▸ **DATA LINES**:
——————

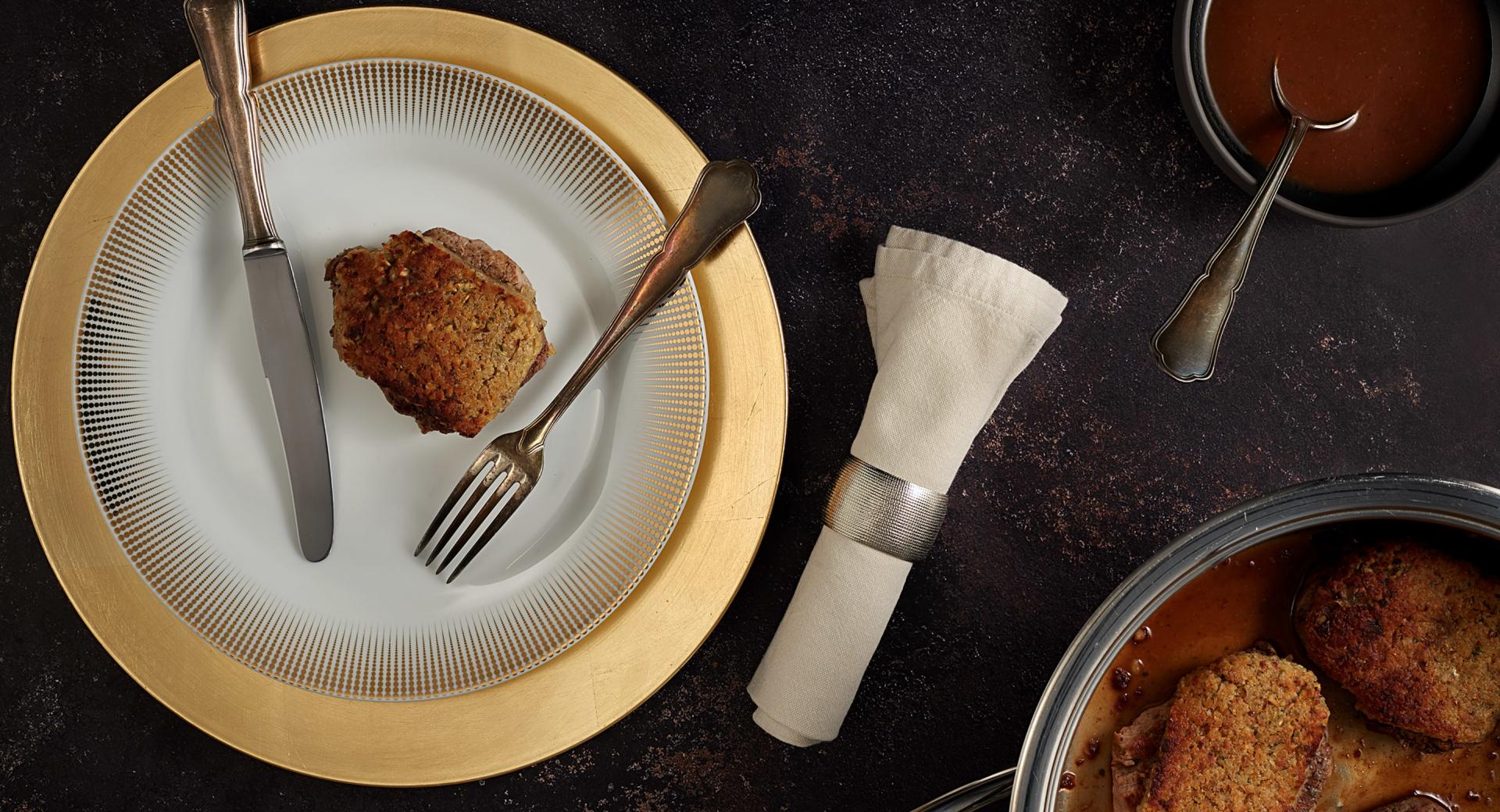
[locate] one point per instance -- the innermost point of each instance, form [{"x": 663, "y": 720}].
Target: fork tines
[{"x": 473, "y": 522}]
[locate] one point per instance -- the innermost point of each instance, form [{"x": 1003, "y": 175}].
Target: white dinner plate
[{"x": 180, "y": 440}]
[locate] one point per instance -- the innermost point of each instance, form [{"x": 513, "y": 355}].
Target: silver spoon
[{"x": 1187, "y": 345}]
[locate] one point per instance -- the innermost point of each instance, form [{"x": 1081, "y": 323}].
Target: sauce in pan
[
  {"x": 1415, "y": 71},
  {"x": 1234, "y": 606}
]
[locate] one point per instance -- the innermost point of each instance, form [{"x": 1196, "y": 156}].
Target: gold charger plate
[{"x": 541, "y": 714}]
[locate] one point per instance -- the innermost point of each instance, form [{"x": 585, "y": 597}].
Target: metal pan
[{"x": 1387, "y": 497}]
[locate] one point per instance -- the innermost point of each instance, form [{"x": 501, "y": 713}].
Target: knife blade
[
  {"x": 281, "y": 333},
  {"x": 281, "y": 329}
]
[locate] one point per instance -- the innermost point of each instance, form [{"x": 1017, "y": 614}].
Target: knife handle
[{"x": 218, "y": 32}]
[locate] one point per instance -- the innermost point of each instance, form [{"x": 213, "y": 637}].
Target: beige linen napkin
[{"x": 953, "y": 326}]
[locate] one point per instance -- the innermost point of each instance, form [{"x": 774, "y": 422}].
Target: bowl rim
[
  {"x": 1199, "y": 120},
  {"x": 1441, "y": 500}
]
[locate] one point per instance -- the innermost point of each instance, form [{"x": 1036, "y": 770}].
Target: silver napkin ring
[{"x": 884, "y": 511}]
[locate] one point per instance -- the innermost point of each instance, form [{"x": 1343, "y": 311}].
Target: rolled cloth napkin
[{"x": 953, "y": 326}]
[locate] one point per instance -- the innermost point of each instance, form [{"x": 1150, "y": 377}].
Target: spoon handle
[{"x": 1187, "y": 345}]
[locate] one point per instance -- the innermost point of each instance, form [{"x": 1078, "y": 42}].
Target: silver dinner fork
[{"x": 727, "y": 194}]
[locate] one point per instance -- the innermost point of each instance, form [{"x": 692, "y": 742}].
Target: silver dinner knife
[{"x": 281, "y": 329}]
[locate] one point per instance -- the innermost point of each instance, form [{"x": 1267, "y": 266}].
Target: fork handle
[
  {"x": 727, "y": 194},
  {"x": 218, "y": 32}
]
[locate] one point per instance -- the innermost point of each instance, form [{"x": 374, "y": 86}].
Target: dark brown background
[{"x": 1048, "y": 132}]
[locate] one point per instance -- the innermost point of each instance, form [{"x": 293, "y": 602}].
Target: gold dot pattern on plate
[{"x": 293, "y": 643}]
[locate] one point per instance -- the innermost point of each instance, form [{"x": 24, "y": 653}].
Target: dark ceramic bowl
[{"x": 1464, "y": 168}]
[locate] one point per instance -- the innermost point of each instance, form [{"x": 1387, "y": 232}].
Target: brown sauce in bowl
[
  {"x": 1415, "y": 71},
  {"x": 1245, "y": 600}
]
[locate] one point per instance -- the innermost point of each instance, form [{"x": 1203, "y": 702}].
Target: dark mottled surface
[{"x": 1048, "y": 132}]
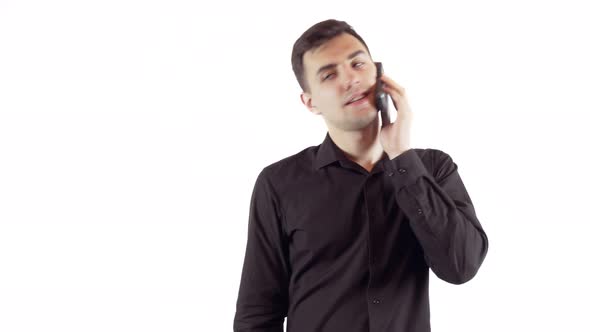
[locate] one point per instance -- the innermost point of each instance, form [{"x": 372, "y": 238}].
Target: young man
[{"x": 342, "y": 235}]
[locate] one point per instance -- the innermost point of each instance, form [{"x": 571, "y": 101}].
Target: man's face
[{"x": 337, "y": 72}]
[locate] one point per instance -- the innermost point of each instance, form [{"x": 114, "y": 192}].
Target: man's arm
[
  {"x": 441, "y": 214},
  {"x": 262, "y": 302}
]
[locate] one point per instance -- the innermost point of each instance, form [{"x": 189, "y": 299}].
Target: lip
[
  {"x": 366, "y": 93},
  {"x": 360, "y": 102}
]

——————

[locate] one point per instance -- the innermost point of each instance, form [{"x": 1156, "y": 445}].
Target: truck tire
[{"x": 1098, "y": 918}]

——————

Extract every line above that contains the word "silver", and treat case as significant.

Target: silver spoon
Target: silver napkin ring
Target: silver dinner fork
Target: silver dinner knife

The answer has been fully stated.